__REQUIRED ACTION__. Show every line below where "with" appears.

[Stored data entries]
[Start of section]
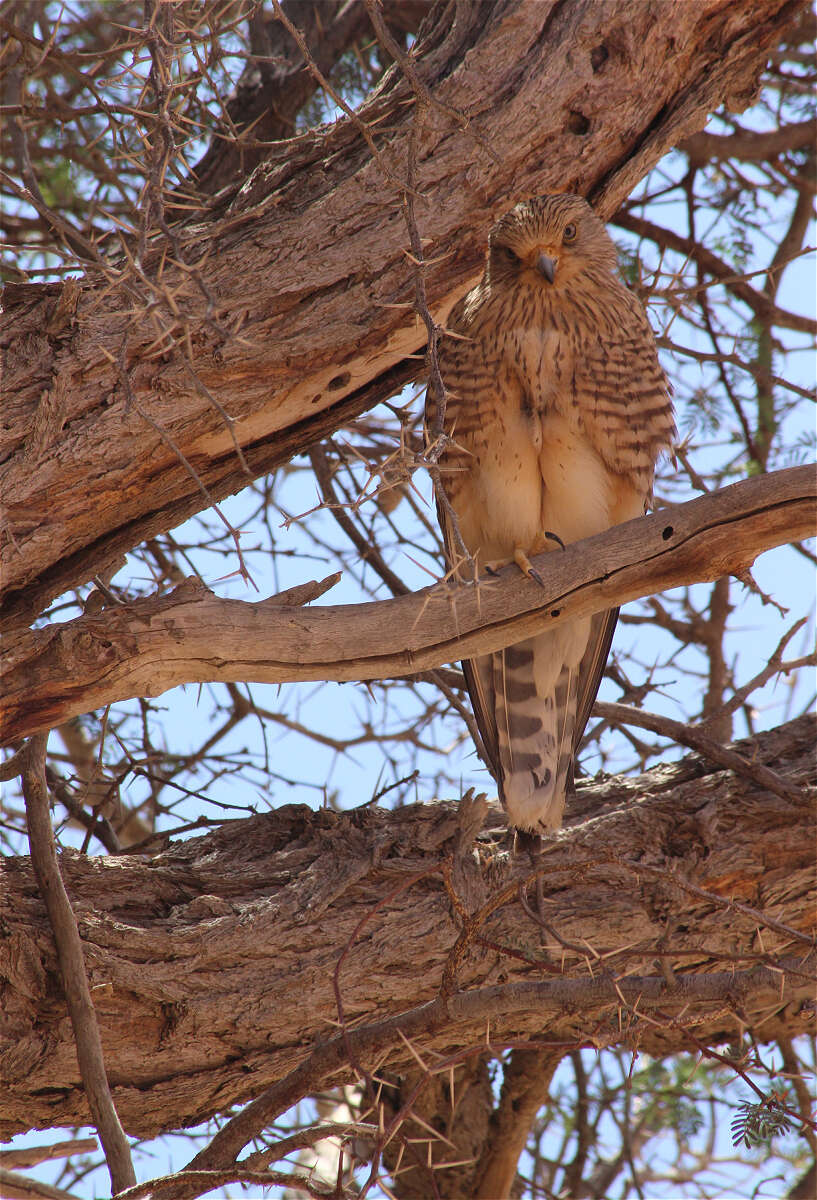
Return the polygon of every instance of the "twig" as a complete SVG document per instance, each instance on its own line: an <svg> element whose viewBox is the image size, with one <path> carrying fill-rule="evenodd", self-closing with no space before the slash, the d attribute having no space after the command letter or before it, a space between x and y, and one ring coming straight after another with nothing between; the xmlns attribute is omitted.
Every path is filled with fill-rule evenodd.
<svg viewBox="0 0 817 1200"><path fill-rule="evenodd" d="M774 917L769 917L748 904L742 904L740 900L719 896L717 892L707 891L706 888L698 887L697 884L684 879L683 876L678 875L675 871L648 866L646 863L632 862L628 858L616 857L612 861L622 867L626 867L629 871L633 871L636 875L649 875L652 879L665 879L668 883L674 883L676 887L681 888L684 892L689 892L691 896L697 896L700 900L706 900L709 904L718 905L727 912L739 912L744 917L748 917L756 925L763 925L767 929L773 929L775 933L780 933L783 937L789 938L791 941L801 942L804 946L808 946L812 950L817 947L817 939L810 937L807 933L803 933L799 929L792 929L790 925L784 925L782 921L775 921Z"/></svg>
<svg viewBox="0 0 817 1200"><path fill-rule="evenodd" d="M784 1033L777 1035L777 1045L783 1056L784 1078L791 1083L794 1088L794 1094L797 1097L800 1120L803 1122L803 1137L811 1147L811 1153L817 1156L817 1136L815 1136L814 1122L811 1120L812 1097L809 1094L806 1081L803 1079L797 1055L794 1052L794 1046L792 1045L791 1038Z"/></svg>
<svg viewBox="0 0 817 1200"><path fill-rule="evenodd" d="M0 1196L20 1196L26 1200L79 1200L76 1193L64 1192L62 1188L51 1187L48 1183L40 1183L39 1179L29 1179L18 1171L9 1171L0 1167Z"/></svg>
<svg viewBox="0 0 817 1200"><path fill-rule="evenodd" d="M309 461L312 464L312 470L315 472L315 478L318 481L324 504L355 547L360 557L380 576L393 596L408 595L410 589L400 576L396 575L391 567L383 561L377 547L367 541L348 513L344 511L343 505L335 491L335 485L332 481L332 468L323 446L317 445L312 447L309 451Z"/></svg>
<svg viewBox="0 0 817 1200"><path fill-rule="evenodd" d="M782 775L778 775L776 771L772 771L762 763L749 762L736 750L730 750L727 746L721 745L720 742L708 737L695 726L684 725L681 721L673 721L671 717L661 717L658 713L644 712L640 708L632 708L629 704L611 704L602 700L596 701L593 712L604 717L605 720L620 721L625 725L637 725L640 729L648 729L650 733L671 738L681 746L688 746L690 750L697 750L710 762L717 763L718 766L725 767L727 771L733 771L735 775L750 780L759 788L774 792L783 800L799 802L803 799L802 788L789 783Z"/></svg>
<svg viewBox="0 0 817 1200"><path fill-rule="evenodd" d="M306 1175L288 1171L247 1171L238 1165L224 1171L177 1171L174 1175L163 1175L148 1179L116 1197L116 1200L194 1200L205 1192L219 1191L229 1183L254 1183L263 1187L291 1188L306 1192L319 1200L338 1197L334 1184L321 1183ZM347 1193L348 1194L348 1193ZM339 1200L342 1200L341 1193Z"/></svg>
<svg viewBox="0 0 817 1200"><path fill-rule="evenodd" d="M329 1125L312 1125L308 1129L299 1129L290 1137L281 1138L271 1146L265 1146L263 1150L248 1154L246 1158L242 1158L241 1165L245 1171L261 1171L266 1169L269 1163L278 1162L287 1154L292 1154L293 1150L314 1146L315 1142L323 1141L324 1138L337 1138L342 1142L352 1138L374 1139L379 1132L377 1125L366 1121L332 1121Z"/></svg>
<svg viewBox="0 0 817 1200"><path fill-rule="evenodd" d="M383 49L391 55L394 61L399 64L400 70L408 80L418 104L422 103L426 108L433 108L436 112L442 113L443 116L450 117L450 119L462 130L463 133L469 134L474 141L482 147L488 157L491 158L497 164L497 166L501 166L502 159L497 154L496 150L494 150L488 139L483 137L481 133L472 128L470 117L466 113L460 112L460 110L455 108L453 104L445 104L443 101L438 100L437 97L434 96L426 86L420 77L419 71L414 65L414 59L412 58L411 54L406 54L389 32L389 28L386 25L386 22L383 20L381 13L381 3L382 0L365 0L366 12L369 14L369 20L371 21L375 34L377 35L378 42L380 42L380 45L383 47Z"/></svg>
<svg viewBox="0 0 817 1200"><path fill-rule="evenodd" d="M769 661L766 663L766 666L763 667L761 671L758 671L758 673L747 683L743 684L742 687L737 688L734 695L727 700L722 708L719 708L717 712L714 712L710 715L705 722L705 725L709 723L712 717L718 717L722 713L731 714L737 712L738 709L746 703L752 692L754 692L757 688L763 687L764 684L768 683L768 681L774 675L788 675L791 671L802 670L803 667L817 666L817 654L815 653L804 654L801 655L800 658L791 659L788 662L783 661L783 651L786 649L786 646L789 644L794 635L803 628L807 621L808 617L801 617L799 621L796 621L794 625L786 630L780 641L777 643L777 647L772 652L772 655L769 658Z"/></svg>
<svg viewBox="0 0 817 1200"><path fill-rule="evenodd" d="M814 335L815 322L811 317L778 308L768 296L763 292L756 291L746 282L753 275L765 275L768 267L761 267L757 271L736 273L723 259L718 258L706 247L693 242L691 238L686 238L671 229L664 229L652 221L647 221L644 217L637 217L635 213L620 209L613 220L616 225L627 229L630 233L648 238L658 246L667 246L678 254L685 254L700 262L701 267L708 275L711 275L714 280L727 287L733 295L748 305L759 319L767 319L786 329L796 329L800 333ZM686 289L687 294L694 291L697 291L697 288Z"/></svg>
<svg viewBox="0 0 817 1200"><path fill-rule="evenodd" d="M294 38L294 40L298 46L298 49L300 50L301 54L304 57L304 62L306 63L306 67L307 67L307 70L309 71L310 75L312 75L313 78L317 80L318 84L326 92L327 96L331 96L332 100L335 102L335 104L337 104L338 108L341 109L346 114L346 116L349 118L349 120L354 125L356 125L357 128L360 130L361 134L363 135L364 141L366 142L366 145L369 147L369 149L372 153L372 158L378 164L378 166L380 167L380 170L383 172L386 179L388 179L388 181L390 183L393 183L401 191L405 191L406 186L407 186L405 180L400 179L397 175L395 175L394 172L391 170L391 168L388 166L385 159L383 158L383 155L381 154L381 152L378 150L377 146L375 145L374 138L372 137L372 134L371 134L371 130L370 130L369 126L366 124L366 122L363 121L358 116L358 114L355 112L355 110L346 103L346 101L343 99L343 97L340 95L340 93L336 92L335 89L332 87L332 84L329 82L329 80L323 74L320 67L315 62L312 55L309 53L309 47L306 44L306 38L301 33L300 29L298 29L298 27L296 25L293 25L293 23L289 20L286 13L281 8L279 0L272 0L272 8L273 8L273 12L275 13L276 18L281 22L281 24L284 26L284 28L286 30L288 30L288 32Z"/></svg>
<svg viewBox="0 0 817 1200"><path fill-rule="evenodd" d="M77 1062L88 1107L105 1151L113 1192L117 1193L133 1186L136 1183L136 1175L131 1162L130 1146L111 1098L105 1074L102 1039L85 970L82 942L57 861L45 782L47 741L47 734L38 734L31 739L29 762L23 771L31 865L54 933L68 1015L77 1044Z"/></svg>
[End of section]
__OUTPUT FOR THIS EXERCISE__.
Return the polygon of every instance of the "twig" as a complete SVG document per instance, each instance on its own line: an <svg> element whose viewBox is the image size, with one <path> carrying fill-rule="evenodd", self-closing with no space before the slash, the d attribute having no space after the command letter or before it, a space between x and y, and one ring coming straight after another with nothing between; the xmlns attribute is omitted.
Every path is filled with fill-rule evenodd.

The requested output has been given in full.